• _Selected passage_
Maybe this mod will take a little of the load off the fronts.


----------



## Bentley (Nov 14, 2014)

Did you buy these direct from the U.S.? An was the import tax added on? Do look very nice.


----------



## TTaRSe (Aug 24, 2014)

Bentley said:


> Did you buy these direct from the U.S.? An was the import tax added on? Do look very nice.


Adapter kit from US.
Discs sourced in UK.
Fedex pay the tax and then invoice you.
034 motorsport are a quality firm, excellent customer service....and their TTRS is quite tasty!


----------



## Vassilis (Mar 20, 2007)

Does anyone know if the 335mm C5 RS6 rear brakes work on both OEM 18" (winter) and 20" (summer)?


----------



## jaybyme (Mar 10, 2010)

anything up to 370mm should work with 18"


----------



## patton (Dec 2, 2014)

Firstly sorry about bumping an old thread but it seems to be the most relevant to my question.

• _Dataset extract_
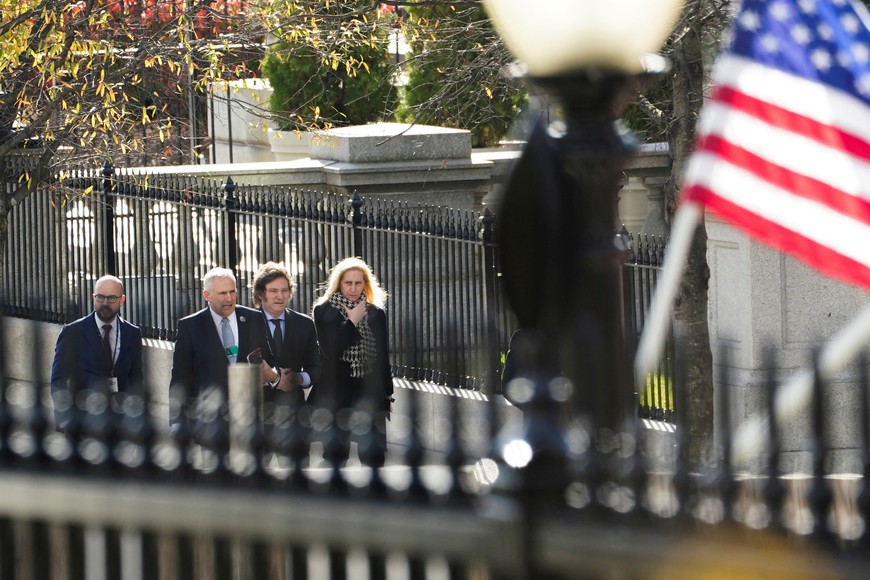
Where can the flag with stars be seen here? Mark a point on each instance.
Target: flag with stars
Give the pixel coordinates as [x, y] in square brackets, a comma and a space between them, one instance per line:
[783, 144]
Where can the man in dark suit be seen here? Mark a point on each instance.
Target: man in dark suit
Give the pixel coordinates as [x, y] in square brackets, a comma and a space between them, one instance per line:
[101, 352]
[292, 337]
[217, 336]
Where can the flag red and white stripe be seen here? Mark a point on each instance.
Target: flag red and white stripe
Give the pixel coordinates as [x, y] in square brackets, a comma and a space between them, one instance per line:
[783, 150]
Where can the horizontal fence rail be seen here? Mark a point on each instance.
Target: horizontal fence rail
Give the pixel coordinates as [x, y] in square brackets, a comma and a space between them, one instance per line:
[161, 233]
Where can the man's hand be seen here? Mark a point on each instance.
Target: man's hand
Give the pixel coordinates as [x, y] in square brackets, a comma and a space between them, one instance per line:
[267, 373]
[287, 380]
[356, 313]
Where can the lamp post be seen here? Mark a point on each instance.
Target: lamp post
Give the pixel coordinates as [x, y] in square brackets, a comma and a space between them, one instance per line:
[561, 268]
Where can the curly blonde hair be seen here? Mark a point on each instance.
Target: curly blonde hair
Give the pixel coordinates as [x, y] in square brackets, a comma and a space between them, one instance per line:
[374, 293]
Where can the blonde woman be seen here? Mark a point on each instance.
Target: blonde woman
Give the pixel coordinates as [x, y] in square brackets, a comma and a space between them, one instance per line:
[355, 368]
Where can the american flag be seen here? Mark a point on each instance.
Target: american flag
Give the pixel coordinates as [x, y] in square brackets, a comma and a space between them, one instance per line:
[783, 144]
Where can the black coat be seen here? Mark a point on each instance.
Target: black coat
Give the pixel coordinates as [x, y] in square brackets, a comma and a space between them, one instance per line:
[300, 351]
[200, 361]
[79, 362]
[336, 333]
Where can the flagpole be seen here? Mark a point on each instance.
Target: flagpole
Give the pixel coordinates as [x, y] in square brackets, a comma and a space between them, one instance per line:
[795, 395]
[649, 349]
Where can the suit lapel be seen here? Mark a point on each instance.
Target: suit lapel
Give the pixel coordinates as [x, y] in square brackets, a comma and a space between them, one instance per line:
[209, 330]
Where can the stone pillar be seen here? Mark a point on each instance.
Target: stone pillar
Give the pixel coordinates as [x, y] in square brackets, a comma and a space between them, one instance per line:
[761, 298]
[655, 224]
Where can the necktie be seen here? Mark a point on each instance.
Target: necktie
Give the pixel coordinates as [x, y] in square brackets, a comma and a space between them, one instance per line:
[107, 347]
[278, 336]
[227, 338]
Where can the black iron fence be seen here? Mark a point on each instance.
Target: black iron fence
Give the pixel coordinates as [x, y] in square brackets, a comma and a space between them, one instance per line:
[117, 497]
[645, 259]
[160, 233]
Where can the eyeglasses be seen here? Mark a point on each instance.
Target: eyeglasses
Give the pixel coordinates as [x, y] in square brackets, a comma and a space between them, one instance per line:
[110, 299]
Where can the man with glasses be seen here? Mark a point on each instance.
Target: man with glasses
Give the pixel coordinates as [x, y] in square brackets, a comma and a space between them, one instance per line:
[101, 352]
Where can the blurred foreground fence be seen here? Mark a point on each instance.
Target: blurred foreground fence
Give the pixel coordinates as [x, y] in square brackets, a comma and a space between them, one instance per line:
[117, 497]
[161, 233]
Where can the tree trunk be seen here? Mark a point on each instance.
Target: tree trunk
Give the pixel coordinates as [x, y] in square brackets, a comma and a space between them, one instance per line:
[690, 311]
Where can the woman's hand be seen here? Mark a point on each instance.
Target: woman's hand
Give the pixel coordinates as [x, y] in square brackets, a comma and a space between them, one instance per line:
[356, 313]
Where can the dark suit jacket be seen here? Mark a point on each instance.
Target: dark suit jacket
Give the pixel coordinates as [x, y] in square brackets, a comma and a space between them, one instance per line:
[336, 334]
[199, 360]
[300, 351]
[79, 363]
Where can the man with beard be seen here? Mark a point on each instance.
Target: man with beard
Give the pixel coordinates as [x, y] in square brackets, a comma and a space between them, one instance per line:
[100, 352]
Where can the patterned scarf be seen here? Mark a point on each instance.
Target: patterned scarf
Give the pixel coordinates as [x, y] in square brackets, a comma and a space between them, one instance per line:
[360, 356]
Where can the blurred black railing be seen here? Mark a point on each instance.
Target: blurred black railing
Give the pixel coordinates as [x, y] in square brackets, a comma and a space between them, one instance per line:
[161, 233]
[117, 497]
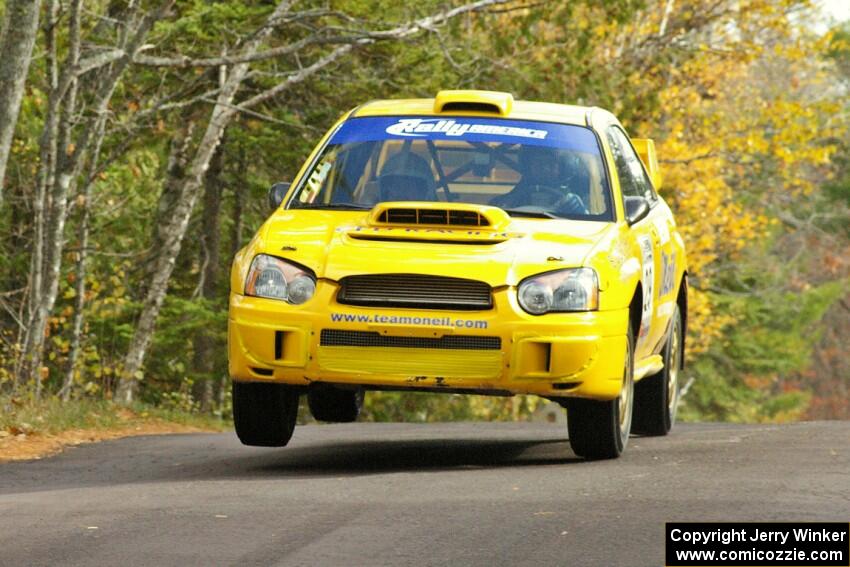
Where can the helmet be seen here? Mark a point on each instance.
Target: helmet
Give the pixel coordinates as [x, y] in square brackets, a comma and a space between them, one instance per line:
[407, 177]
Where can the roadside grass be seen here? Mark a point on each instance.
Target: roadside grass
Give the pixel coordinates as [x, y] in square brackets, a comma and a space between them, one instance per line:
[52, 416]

* * *

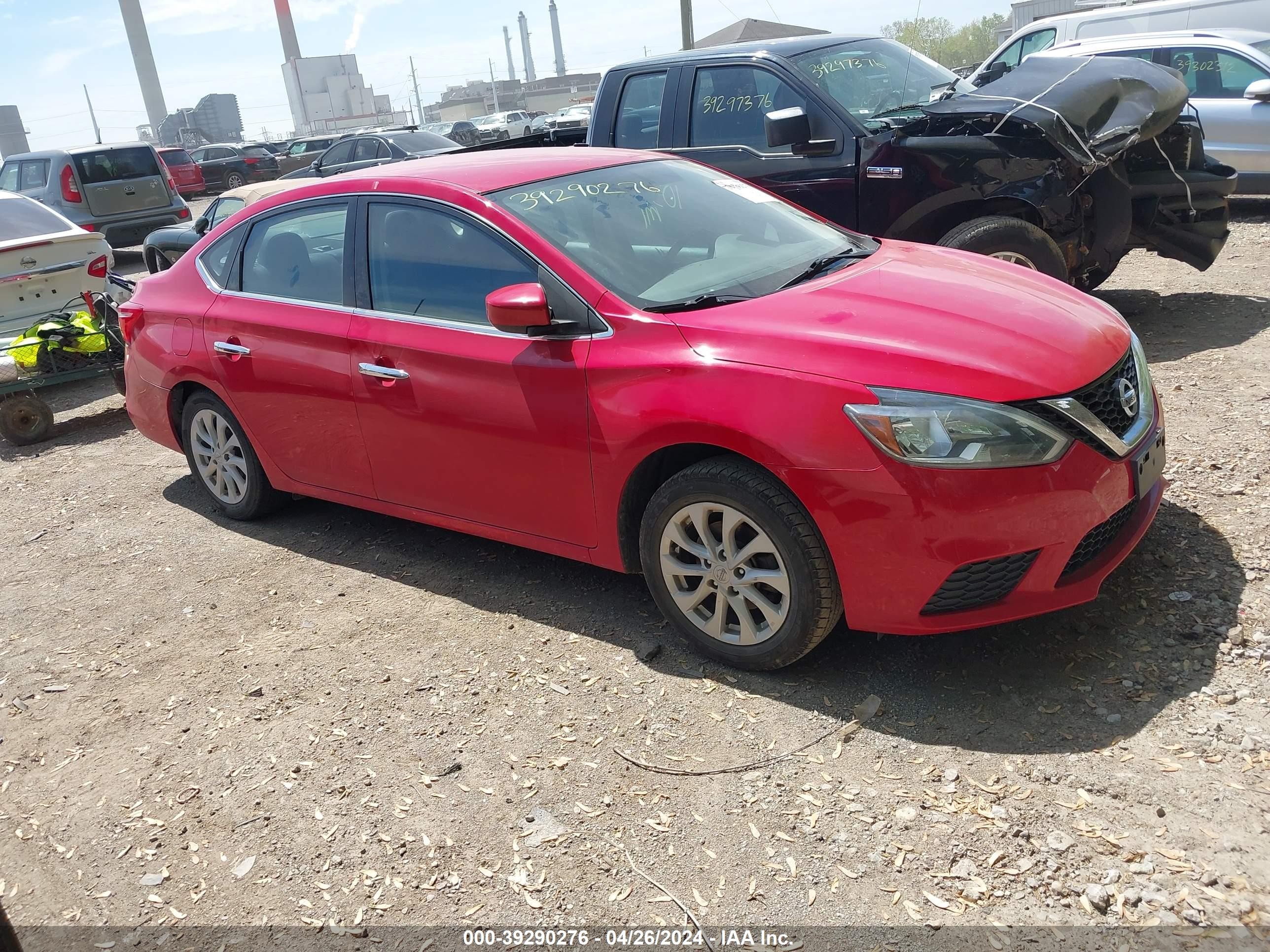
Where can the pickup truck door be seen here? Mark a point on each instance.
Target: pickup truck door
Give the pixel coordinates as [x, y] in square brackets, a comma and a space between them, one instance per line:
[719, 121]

--

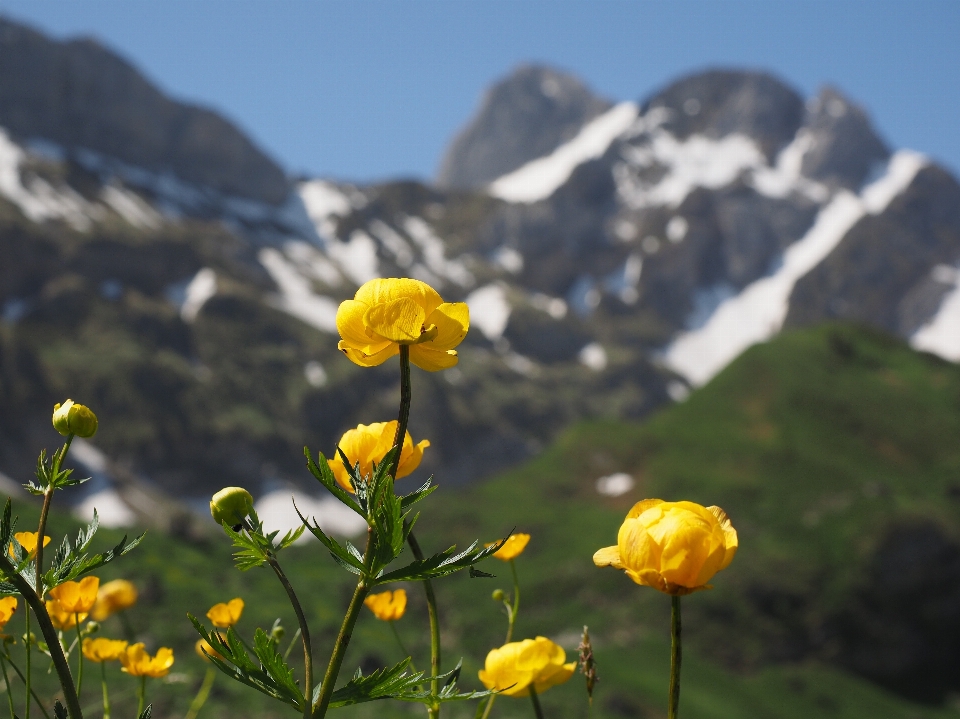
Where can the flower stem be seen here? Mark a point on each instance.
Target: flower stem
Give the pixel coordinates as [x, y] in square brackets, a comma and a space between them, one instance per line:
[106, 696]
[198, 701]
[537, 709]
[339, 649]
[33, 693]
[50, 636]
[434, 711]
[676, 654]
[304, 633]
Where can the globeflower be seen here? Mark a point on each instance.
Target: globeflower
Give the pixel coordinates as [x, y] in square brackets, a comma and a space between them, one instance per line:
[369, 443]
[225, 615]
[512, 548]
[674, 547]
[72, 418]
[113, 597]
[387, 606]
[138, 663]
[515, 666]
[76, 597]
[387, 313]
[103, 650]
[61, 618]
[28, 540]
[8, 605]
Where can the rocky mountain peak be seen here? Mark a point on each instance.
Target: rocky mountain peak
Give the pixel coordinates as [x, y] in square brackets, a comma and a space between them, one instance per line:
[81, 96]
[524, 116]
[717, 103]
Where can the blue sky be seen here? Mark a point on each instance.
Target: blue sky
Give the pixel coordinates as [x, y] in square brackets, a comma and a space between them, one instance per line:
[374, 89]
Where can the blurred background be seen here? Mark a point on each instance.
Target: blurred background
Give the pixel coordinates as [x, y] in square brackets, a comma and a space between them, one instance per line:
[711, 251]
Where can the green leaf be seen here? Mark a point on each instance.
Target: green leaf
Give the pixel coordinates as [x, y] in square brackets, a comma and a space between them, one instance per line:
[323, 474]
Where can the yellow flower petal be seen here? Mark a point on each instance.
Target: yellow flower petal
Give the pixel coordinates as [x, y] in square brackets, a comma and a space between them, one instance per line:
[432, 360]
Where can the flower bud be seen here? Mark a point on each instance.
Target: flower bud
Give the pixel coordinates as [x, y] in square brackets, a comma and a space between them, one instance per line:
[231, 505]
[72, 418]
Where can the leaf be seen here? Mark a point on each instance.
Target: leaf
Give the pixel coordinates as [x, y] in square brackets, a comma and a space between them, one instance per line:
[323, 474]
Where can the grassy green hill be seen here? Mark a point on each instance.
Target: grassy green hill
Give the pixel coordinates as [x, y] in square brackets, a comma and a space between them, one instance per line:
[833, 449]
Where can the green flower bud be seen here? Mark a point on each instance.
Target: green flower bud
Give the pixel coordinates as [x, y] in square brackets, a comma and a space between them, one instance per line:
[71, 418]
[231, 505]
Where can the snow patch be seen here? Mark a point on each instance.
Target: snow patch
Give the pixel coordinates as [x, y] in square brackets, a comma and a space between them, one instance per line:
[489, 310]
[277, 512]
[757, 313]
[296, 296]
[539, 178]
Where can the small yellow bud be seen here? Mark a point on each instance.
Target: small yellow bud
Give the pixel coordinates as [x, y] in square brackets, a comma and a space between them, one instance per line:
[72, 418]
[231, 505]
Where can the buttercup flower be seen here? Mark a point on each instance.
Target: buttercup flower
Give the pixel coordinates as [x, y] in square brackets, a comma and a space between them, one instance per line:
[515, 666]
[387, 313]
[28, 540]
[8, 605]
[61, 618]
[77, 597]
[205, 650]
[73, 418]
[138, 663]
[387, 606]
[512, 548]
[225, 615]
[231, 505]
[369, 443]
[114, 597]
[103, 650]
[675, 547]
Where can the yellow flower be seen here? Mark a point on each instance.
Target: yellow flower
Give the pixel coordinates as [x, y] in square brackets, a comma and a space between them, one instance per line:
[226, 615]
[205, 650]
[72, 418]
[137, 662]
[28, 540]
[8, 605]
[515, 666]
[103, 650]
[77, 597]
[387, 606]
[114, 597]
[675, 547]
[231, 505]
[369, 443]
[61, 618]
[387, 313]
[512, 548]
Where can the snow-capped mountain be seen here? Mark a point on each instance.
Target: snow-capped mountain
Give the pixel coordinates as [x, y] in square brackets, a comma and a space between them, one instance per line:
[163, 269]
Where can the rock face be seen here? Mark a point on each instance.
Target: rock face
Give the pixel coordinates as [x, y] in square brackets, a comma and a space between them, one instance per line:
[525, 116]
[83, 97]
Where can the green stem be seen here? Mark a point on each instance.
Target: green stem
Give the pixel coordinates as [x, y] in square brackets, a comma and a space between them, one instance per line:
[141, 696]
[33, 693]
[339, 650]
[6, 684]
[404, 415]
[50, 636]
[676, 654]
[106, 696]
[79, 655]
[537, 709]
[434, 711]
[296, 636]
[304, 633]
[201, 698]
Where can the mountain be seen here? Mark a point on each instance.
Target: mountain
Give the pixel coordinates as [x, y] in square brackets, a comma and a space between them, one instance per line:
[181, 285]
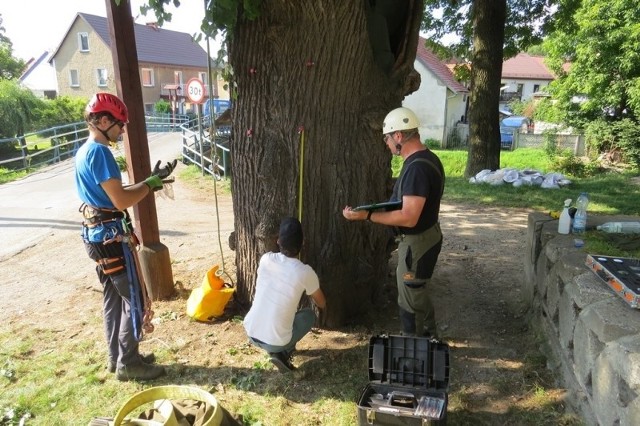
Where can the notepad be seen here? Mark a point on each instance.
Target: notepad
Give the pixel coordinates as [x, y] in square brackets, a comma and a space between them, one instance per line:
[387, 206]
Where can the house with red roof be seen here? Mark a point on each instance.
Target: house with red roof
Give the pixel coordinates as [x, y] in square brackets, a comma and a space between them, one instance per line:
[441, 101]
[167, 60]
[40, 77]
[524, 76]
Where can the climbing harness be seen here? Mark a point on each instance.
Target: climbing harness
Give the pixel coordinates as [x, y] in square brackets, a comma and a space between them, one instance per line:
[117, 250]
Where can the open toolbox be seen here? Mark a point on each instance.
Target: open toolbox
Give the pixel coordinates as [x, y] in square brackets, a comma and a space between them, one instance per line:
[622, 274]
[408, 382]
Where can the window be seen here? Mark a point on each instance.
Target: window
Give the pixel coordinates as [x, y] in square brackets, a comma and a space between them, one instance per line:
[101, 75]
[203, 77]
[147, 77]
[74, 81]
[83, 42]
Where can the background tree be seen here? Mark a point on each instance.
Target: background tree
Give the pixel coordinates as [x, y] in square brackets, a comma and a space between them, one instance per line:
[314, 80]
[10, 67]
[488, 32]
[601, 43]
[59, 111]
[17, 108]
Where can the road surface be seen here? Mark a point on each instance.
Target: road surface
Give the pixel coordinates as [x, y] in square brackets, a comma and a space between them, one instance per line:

• _To do_
Decide whether each statement agrees with the forum thread about brakes. For each, answer yes or no and quote the words of the thread that settle it.
(a) The adapter kit came from the US, and the discs were sourced in the UK.
(b) Fedex invoices the buyer first and pays the tax afterward.
(c) One reply says that anything up to 370mm should work with 18" wheels.

• _Result for this exercise_
(a) Yes: “Adapter kit from US.” and “Discs sourced in UK.”
(b) No: “Fedex pay the tax and then invoice you.”
(c) Yes: “anything up to 370mm should work with 18"”